--- Start of Material to process ---

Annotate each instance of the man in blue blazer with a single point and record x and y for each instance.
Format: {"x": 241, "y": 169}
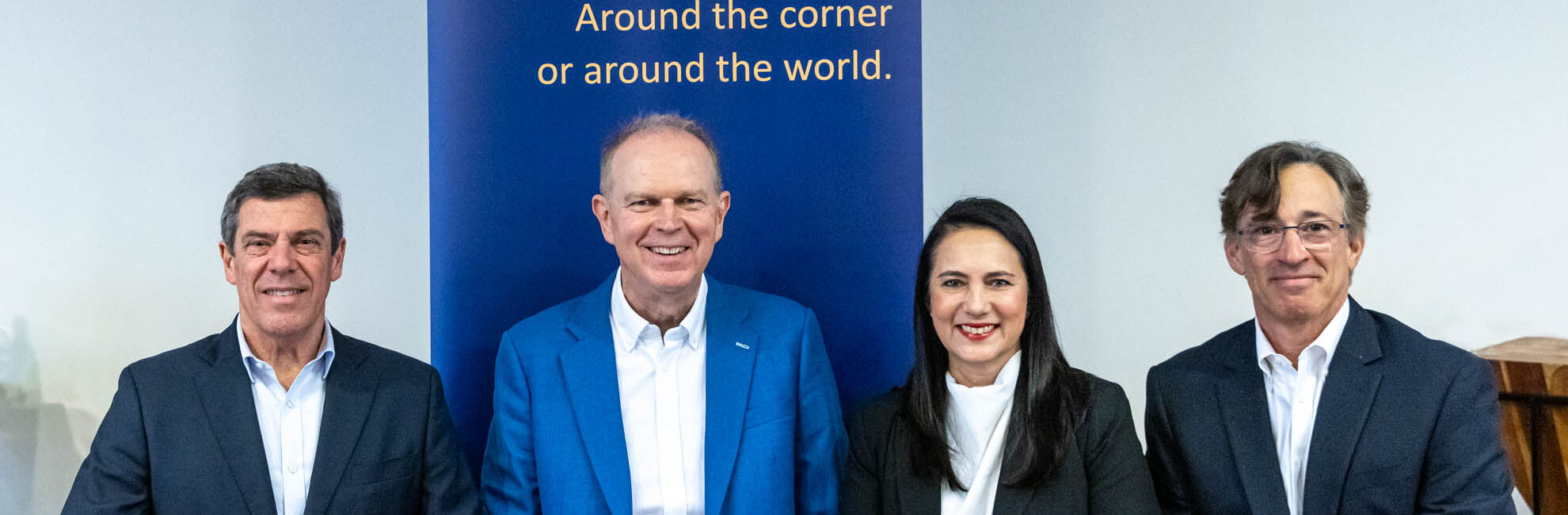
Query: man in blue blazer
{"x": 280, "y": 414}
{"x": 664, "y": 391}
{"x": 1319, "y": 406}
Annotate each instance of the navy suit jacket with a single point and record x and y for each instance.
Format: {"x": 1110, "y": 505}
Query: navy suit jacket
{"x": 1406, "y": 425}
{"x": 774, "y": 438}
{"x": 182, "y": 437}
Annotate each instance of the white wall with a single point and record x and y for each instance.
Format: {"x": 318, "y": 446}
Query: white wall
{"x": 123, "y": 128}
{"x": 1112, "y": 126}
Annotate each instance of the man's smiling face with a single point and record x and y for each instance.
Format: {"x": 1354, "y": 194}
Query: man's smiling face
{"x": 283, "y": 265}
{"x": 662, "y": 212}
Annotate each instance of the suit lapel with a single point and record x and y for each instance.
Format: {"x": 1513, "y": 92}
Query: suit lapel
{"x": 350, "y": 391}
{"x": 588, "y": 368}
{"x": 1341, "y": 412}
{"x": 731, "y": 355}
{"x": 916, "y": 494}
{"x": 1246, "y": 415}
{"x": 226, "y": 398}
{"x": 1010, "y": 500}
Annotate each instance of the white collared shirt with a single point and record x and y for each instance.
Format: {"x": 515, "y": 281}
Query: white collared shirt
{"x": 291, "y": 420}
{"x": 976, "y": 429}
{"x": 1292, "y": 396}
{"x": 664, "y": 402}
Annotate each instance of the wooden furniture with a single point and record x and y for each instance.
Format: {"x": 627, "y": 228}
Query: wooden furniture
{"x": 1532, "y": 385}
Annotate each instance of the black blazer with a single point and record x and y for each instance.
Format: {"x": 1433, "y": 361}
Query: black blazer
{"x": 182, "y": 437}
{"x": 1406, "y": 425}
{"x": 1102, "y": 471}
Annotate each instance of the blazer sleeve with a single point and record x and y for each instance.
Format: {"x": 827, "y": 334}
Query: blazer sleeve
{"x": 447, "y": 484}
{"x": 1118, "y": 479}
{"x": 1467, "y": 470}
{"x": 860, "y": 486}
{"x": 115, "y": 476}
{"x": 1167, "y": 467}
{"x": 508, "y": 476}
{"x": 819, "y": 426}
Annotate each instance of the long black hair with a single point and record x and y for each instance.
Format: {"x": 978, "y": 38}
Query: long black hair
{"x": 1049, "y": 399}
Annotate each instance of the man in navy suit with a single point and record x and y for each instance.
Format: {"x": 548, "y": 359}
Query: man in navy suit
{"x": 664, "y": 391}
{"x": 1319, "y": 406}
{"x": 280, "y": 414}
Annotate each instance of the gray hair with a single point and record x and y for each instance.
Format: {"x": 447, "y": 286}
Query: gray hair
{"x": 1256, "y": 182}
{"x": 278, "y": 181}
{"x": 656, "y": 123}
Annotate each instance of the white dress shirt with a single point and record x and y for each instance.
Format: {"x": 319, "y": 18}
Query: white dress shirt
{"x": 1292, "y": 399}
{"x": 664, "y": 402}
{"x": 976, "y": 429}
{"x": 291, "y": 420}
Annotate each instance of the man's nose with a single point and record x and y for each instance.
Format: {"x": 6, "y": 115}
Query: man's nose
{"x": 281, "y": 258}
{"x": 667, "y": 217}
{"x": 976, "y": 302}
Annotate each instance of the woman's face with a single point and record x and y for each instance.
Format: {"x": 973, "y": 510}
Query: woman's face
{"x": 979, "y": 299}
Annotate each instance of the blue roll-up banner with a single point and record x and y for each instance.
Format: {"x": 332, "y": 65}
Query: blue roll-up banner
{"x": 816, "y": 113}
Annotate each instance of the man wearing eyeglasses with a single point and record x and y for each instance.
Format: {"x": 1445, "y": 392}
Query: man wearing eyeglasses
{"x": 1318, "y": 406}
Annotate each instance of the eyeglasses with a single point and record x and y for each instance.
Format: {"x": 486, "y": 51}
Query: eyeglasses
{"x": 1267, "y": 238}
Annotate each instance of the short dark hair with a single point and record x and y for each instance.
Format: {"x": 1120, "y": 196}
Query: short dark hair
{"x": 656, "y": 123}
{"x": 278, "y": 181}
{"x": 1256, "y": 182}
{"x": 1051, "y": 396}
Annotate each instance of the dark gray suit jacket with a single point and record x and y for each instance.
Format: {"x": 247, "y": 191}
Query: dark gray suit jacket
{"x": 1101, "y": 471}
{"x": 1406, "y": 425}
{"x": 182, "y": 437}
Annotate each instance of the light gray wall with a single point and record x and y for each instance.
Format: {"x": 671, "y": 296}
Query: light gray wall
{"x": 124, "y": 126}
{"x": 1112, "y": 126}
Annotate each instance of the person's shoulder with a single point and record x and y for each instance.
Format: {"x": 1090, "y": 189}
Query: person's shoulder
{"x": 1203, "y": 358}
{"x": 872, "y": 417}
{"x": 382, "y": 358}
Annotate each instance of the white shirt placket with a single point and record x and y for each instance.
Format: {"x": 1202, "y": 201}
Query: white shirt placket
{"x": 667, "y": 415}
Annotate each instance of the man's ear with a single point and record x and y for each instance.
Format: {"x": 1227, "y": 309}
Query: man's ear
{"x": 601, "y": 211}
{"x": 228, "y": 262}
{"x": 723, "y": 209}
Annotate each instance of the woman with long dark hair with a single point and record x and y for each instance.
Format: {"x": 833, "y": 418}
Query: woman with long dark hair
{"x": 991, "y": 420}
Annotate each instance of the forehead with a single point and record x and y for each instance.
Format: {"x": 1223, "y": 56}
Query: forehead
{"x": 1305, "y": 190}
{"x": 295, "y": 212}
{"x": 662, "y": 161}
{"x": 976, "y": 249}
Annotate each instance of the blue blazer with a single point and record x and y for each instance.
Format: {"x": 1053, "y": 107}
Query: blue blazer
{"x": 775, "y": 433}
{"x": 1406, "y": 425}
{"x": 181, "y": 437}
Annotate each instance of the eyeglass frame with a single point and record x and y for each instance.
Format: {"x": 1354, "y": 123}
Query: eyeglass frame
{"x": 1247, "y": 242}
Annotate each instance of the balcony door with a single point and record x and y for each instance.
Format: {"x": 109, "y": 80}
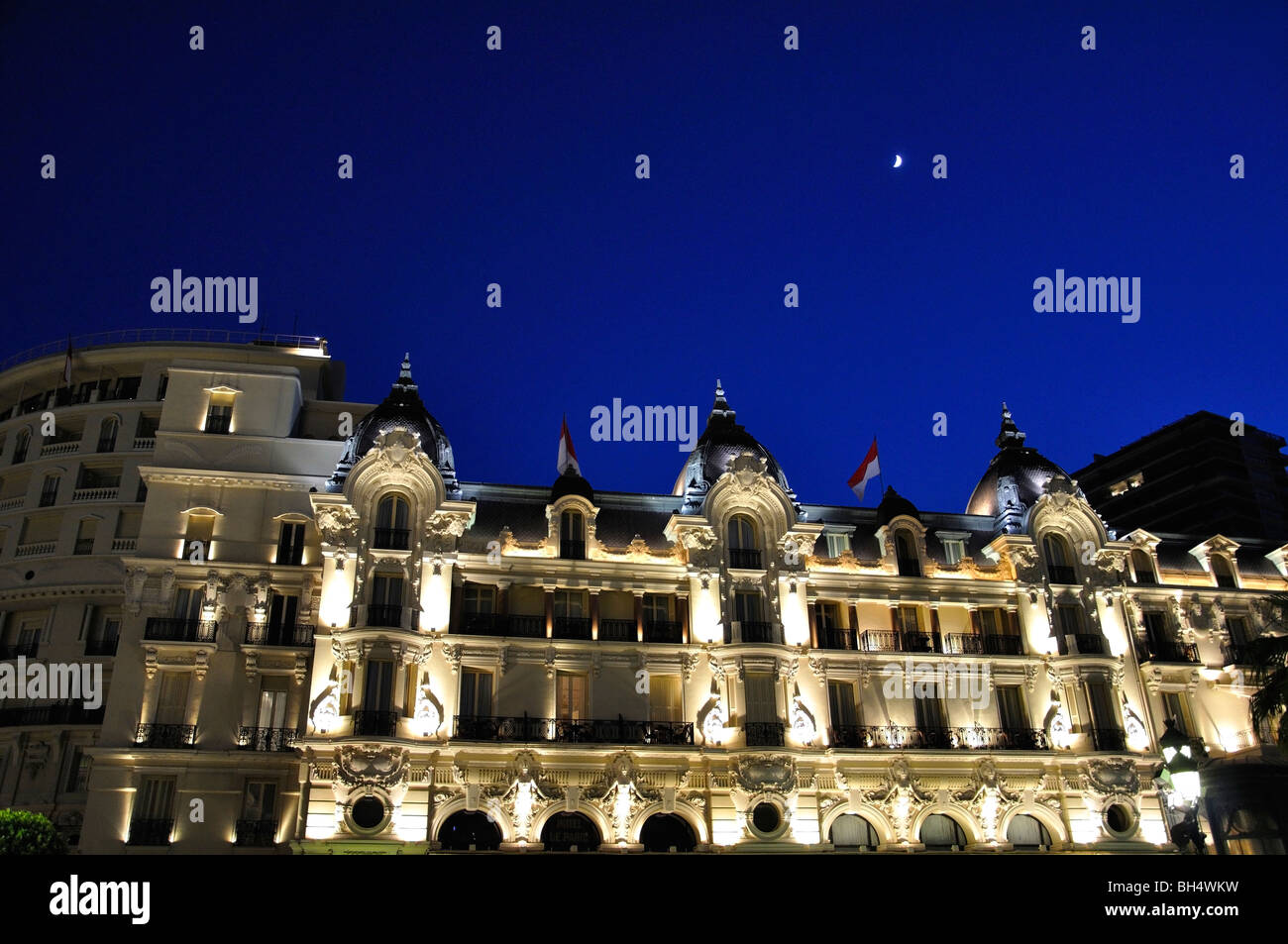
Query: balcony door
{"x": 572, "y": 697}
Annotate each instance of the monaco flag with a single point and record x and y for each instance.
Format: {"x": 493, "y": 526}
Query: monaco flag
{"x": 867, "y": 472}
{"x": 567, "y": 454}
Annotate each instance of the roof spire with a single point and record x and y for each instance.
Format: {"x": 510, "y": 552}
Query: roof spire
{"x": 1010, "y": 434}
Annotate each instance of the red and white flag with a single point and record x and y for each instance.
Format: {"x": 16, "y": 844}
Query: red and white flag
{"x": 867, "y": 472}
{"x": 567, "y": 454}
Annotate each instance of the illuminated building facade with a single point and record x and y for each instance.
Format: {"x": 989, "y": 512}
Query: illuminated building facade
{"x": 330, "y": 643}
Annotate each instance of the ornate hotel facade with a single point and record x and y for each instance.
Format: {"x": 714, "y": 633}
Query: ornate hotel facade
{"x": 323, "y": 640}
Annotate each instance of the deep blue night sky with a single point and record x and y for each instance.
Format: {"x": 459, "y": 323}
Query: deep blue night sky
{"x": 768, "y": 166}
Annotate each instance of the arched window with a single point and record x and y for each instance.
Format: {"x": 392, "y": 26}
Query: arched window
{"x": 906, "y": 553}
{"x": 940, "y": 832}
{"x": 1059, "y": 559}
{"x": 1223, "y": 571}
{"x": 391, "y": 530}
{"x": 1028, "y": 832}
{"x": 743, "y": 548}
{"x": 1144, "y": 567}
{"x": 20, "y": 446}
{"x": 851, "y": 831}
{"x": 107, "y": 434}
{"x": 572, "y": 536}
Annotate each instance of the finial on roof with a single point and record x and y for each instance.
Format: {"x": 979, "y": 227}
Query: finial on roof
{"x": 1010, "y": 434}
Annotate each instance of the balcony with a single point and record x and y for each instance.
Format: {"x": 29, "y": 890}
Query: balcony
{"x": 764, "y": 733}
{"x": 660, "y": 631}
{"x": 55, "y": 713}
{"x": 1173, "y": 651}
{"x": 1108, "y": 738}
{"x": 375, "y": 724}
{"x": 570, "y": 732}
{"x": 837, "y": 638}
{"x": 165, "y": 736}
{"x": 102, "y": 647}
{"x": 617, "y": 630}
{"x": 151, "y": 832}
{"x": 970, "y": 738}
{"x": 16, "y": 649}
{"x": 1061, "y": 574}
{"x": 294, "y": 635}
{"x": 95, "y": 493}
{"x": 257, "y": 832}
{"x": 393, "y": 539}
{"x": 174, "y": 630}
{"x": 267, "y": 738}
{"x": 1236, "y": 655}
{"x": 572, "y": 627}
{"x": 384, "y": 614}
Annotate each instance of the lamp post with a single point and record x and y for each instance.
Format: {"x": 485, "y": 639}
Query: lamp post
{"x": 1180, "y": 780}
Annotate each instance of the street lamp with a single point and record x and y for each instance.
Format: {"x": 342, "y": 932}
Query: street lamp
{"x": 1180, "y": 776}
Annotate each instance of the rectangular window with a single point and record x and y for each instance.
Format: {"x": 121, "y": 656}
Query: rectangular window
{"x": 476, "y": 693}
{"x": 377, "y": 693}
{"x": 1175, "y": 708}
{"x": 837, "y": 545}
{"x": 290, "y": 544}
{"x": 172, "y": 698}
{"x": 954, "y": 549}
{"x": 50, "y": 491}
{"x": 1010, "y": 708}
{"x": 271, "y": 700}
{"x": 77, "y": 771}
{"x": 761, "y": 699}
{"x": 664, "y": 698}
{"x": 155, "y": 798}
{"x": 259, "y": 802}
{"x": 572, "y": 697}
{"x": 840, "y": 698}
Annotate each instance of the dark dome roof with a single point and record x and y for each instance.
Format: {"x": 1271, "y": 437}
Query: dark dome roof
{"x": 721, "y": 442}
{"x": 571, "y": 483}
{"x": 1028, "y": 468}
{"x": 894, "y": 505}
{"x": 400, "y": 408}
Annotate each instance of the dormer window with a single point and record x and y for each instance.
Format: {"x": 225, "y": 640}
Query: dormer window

--- End of Material to process ---

Locate "Annotate each instance of the lamp" in the material, then quote the line that contains it and all lines after it through the final one.

## Solution to this task
Annotate each instance of the lamp post with a single point and record x and y for each instance.
Format: {"x": 485, "y": 639}
Query: lamp post
{"x": 1180, "y": 780}
Annotate each instance of the street lamp with a single point and record x and y for each instance.
Format: {"x": 342, "y": 932}
Query: street lamp
{"x": 1180, "y": 776}
Annotate each instance of the rectangular window with a single point and record x and y for each instance.
Format: {"x": 121, "y": 656}
Query: rectangular window
{"x": 476, "y": 693}
{"x": 377, "y": 693}
{"x": 1175, "y": 708}
{"x": 837, "y": 545}
{"x": 290, "y": 544}
{"x": 172, "y": 698}
{"x": 954, "y": 549}
{"x": 50, "y": 491}
{"x": 1010, "y": 708}
{"x": 271, "y": 700}
{"x": 77, "y": 771}
{"x": 761, "y": 699}
{"x": 664, "y": 698}
{"x": 155, "y": 798}
{"x": 259, "y": 802}
{"x": 572, "y": 697}
{"x": 840, "y": 698}
Annotate each instance of the dark dome roof with a single point and record x and y for each instance.
Format: {"x": 1271, "y": 437}
Query: dark dome roof
{"x": 721, "y": 442}
{"x": 571, "y": 483}
{"x": 1028, "y": 468}
{"x": 894, "y": 505}
{"x": 400, "y": 408}
Annotate each instance of the dormer window with a single point and record x and y for each instance.
Format: {"x": 225, "y": 640}
Query: dormer window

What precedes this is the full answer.